## Exercise description
Could every line of the data be copied out once more, exactly?

## Exercise material
*** Begin section ***

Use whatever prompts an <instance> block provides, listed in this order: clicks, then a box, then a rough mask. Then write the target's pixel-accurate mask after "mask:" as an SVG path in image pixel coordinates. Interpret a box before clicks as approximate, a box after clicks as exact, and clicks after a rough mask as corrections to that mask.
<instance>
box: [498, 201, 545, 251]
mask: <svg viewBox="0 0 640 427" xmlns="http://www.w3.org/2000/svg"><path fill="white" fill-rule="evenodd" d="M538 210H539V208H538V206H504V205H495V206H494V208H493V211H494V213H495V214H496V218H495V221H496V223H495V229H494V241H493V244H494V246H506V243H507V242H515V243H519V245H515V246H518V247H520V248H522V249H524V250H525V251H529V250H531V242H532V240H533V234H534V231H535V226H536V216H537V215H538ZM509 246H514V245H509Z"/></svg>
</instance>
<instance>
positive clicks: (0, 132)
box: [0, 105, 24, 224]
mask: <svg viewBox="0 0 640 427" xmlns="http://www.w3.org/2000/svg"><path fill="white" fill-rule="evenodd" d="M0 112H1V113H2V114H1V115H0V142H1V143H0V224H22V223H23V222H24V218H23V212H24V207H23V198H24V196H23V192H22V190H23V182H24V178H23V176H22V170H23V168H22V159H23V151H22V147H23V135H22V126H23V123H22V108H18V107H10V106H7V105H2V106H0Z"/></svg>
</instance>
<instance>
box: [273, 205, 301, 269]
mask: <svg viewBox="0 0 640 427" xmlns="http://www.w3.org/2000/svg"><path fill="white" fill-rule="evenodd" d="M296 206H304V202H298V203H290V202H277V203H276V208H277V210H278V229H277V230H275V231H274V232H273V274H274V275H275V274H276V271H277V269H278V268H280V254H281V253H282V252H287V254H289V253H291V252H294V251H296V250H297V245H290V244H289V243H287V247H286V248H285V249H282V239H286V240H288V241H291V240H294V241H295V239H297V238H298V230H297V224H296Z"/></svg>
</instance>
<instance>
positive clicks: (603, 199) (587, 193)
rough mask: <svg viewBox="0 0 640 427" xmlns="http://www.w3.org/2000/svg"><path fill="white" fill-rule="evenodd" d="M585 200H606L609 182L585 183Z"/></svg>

*** End section ***

## Answer to this exercise
Use whatever prompts an <instance> block provides, listed in this order: clicks, then a box, then a rough mask. Then write the target's pixel-accurate mask after "mask:" as an SVG path in image pixel coordinates. Interpret a box before clicks as approximate, a box after clicks as exact, and clicks after a rough mask as corrections to that mask.
<instance>
box: [498, 201, 545, 251]
mask: <svg viewBox="0 0 640 427" xmlns="http://www.w3.org/2000/svg"><path fill="white" fill-rule="evenodd" d="M538 210H539V208H538V206H504V205H495V206H494V208H493V211H494V213H495V214H496V218H495V221H496V223H495V229H494V241H493V244H494V246H506V243H507V242H515V243H519V245H515V246H518V247H520V248H522V249H524V250H525V251H529V250H531V242H532V240H533V234H534V231H535V226H536V216H537V215H538ZM509 246H514V245H509Z"/></svg>
</instance>
<instance>
positive clicks: (0, 132)
box: [0, 105, 24, 224]
mask: <svg viewBox="0 0 640 427" xmlns="http://www.w3.org/2000/svg"><path fill="white" fill-rule="evenodd" d="M0 112H1V113H2V114H1V115H0V142H1V143H0V224H22V223H23V222H24V218H23V212H24V207H23V198H24V196H23V192H22V190H23V182H24V178H23V176H22V170H23V168H22V159H23V151H22V147H23V135H22V126H23V123H22V108H18V107H10V106H7V105H2V106H0Z"/></svg>
</instance>
<instance>
box: [273, 205, 301, 269]
mask: <svg viewBox="0 0 640 427" xmlns="http://www.w3.org/2000/svg"><path fill="white" fill-rule="evenodd" d="M296 206H304V202H298V203H290V202H277V203H276V208H277V210H278V229H277V230H275V231H274V232H273V274H274V275H275V274H276V271H277V269H278V268H280V254H281V253H282V252H287V254H289V253H291V252H294V251H296V250H297V245H290V244H289V243H287V247H286V248H285V249H282V239H286V240H288V241H291V240H294V241H295V239H297V238H298V230H297V224H296Z"/></svg>
</instance>
<instance>
positive clicks: (603, 199) (587, 193)
rough mask: <svg viewBox="0 0 640 427" xmlns="http://www.w3.org/2000/svg"><path fill="white" fill-rule="evenodd" d="M585 200H606L609 182L585 183Z"/></svg>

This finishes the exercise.